> REQUIREMENTS
Rewrite the records below with every "Reviewer check" changed to "Quality check" and nothing else altered.
------------------------
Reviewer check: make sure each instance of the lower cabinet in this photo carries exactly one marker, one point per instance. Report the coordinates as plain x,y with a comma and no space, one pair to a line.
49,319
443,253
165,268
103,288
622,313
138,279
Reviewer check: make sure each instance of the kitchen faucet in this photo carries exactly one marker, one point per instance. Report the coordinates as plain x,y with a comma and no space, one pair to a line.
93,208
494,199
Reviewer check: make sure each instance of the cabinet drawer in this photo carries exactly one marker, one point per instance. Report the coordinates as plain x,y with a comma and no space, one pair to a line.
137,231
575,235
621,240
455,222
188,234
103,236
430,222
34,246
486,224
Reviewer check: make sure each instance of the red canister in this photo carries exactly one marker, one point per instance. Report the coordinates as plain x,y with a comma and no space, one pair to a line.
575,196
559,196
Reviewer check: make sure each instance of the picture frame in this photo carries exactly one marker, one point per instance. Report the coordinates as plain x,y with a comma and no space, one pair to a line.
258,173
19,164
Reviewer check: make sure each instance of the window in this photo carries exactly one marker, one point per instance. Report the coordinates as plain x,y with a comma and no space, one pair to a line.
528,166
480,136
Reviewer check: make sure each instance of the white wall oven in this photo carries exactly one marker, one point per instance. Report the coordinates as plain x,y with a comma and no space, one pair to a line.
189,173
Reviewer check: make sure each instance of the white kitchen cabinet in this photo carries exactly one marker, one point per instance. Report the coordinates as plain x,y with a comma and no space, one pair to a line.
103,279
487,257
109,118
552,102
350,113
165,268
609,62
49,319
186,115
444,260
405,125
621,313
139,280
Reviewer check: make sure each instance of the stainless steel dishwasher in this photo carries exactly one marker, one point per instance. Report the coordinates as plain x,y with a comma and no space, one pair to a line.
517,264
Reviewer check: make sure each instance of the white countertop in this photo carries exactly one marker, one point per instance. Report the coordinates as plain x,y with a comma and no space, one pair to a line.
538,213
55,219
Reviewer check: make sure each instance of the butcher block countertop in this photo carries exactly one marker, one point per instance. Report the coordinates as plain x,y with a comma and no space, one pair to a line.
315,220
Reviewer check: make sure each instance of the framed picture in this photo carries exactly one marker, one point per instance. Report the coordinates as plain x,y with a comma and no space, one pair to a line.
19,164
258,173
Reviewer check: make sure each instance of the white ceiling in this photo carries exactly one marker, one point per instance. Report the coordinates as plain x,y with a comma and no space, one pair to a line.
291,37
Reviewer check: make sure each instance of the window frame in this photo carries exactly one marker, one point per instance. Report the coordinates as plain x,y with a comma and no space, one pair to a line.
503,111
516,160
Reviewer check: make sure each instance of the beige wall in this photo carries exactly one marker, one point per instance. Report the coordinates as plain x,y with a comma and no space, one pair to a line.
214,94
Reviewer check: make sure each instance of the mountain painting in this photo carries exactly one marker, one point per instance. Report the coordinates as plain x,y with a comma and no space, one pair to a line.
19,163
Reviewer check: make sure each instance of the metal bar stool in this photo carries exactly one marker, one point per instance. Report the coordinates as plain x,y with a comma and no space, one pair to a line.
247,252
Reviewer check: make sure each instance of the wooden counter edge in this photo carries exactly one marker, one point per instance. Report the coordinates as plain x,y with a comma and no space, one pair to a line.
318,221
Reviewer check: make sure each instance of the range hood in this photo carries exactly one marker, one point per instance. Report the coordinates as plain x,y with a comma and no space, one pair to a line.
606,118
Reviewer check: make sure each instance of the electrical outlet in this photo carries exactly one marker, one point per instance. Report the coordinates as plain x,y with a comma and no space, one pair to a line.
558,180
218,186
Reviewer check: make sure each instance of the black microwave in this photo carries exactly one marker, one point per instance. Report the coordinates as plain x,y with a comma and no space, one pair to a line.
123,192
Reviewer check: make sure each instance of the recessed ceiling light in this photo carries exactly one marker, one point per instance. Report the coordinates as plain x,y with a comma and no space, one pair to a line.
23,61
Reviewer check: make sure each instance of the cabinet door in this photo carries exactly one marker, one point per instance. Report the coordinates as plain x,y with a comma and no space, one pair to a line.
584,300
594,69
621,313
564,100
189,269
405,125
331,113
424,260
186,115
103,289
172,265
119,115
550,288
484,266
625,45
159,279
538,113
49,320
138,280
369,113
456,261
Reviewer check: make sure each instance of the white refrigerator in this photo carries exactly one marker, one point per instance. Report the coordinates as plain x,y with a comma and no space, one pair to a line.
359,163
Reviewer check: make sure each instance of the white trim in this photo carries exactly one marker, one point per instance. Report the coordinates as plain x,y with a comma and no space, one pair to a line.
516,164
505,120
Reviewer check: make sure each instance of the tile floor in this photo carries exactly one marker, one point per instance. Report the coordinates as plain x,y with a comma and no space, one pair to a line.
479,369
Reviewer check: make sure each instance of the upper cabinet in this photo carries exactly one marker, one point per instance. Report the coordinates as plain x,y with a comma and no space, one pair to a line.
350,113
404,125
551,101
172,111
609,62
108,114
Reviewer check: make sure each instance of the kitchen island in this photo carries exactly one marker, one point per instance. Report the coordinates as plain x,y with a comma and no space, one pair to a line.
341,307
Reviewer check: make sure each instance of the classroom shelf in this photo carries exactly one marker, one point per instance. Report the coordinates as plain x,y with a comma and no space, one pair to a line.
------------------------
> RESULT OF THIS TASK
Quality check: make sure each instance of the lower cabinet in this photo carries exactly one marker, one point per instance. Report the coordinates as plain x,y with a comma and no space, one pair to a line.
49,319
443,253
165,268
103,288
622,313
138,279
Quality check: make sure each instance of the kitchen faucet in this photo carries exactly one marker, one point per instance. Report the coordinates as plain x,y with a comma and no space, one pair to a line.
93,208
494,199
Quality check: make sure each instance of the cabinet drawer in this photo carries exactly one marker, one point per instance. Report the coordinates as plain x,y with a comma and no space, one pair to a line.
137,231
575,235
621,240
455,222
188,234
103,236
430,222
34,246
486,224
Quality check: make sure each instance of the red canister in this photo carries exactly one marker, one point per instance. Report the coordinates as plain x,y with a comma and no space, one pair to a line.
575,196
559,196
Quality check: make sure each instance of the picture frame in this photo carries exactly one marker, one point per instance. Report the coordinates as plain x,y with a comma and no space, one pair to a line.
258,173
19,164
Quality check: make sure each instance of the window in this photo carries exactly one marker, one point per instance. Report the coordinates as plain x,y with a comma and no space, one pair to a line.
528,166
480,136
Quality check: make sure each instance of the white wall oven in this photo carries exactly one marker, one point per instance. Report the coordinates as plain x,y with a comma and no space, one pair to a line.
189,173
Quality check: make sure each instance of the white kitchen cabinet in this photo carries exactly one marker, one point per instance. Report the coordinates as plain x,y with a comma and no space, one pair to a line.
103,279
487,257
109,118
552,102
350,113
165,268
609,62
49,319
186,115
444,260
405,125
621,313
139,280
Quality check: make sure each instance of the stainless steel dishwasher in this photo carries exactly one marker, one point per instance. Report the coordinates as plain x,y with a comma and no space, one pair to a line.
517,264
Quality check: make sure each instance of the white countertop in this photo carries exactly one marker, one point per instance. Report the coordinates as plain x,y with a comma and no space, one pair to a line.
538,213
55,219
Quality check: make sure each instance of the butcher block countertop in this photo carries exactly one marker, one point per instance. Report the coordinates as plain x,y with a comma and no space, one pair to a line.
315,220
Quality check: make sure each instance of the framed picture in this photo carries exactly one marker, one point per instance. Report the coordinates as plain x,y with a comma and no space, one pair to a line.
19,164
258,173
Quality check: make sure each instance of the white ceiling in this photo carries exactly one marker, one point per instance. Report the coordinates as plain x,y with a comma and no space, one pair to a line.
291,37
Quality check: make sure each instance of the window frame in this photo carries exactly one marker, one point per instance. Report the coordinates as plain x,y with a comma and no space, one pair to a line.
503,111
516,160
Quality check: make sure each instance of the beige wall in this photo carries exactly one marker, one point per instance. Report the coordinates as plain x,y with a comma and no space, one pair to a line.
214,94
Quality check: make sure each instance of the mountain painting in this photo carries exactly one marker, one point per instance. Report the coordinates as plain x,y with a comma and no space, one pair to a line.
19,163
Quality check: make sure each instance of the metal bar stool in this photo carries exactly one marker, one point per instance. Report the coordinates as plain x,y with a comma and no space, one pair to a line.
247,252
Quality check: make sure each instance of the wooden counter edge in this photo carries exactly one marker, one point per instance. Report the coordinates as plain x,y with a comma and no space, one pair to a line.
318,221
Quality check: make sure each instance of the range hood in this photo carries exactly one marker, one point per instance. Report the coordinates as plain x,y with a comma and no space, one pair to a line.
606,118
Quality check: make sure each instance of the electrical outlet in this photo carries exactly one marker, one point per instance. Report the coordinates as plain x,y with a comma and no space, one pair to a line.
558,180
218,186
Quality check: make sure each instance of the black microwave in this photo carries exactly one marker, one point per instance. Report the coordinates as plain x,y with a comma and no space, one pair to a line.
123,192
Quality check: make sure each instance of the recessed ceiling light in this photo carries exactly one marker, one point per instance. Report the coordinates as plain x,y with a comma and no space, one pair to a line.
23,61
Quality check: make sure each instance of the cabinet door in this photo carries exactly one marker, one point per instance. Report the coordinates as plain x,y with a comma and no space, one pair to a line.
584,300
594,69
621,313
564,100
189,269
405,125
331,113
424,260
186,115
103,289
172,265
119,115
550,288
484,266
625,45
159,279
538,113
49,320
138,280
369,113
456,261
Quality check: make sure each instance of the white refrigerator in this photo carries exactly one marker, one point per instance. Report the coordinates as plain x,y with a comma and no space, one pair to a line.
359,163
Quality check: make sure each instance of the white trim in this photo carries exactly one marker, one point per instance. Report the coordinates as plain x,y with a comma and no space, one pair to a line.
516,164
505,120
Quality check: make sure each instance of the tile floor in this photo carries exactly one marker, one point per instance. Report the coordinates as plain x,y with a comma and no space, one pair to a line.
479,369
Quality check: make sure each instance of the upper cabinet in this photo carries exactly one marker, one point per instance. Report the coordinates as plain x,y with a comma and no space, one pair to a line.
350,113
404,125
551,101
172,111
609,62
108,114
Quality check: make sure each instance of the kitchen island in this photo carries exactly one marker, one point per instance. Report the coordinates as plain x,y with a comma and no space, one pair to a line.
341,307
Quality check: make sure each instance of the classroom shelf in this photo carries exactly one marker, one point per instance. Report the coordinates as plain x,y with a comma and no space, one pair to a line.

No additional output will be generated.